- Extrait source

Le système auditif traite l'information acoustique pour déterminer la présence, la position et la nature des sources sonores de l'environnement, afin de pouvoir comprendre leur comportement ou les messages qu'elles émettent. Tout cela implique l'organisation perceptive d'un environnement composé de sources multiples, processus que Bregman (5) appelle "l'analyse des scènes auditives" (auditory scene analysis).
Cette analyse perceptive pourrait être conçue comme un processus de modélisation qui établit une description de l'état courant du monde en termes d'objets producteurs de son, afin de prêter attention aux patterns significatifs de leurs émissions. Il semble qu'il existe des mécanismes qui analysent le flux sonore continu en représentations mentales des sources et qui en dérivent leurs qualités respectives. Celles-ci constituent une sorte de "modèle" du monde à un moment donné. Pour effectuer un tel traitement, il doit exister une phase d'analyse périphérique des données sensorielles suivie d'une série de processus de groupements simultané et séquentiel qui tentent d'affecter les "primitifs" de l'analyse neurophysiologique aux descriptions des sources sur la base du comportement cohérent des sous-groupes. Une réévaluation des décisions de groupement pourrait être enclenchée par la détection d'incompatibilités entre le modèle courant et les données sensorielles qui arrivent, indiquant ainsi une autre organisation, ou encore, l'arrivée d'un nouvel événement et, potentiellement, l'apparition d'une nouvelle source sur la scène.

- Tâche à réaliser
Prolongez le texte sur l'analyse des scènes auditives à partir de sa dernière phrase.

- Données enregistrées
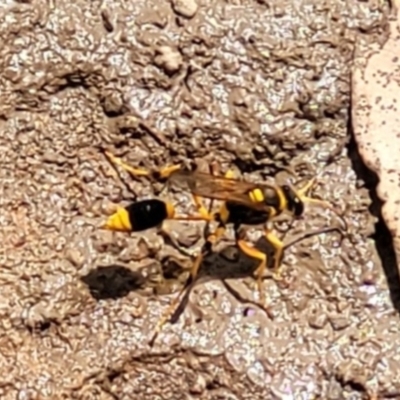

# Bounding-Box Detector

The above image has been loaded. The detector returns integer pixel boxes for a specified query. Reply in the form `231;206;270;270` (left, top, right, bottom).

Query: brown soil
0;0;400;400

- Réponse proposée
La création de sources illusoires, "virtuelles", par des moyens électroacoustiques démontre pourtant que cette analyse en objets distincts et séparément compréhensibles n'est pas nécessairement impossible face à une seule source physique. A titre d'exemple, dans l'émission d'un seul haut-parleur, nous entendons et comprenons plusieurs objets lorsque l'onde émise est le résultat de la combinaison de plusieurs sources sonores, dans le cas où l'on écoute un enregistrement monophonique d'un orchestre symphonique, par exemple. Les compositeurs, surtout aux XIXe et XXe siècles, ont souvent créé des situations où l'on entend un seul "objet musical" qui est créé par la combinaison (par la fusion perceptive) de plusieurs sources physiques (les instruments de musique). Enfin, les techniques modernes de synthèse électronique ont permis la création d'objets "virtuels" qui parfois possèdent une cohérence perceptive tout à fait remarquable. Ces phénomènes nous poussent à reconsidérer la nature des processus impliqués dans la perception et la compréhension de l'environnement acoustique, qu'il soit "naturel" ou "artificiel".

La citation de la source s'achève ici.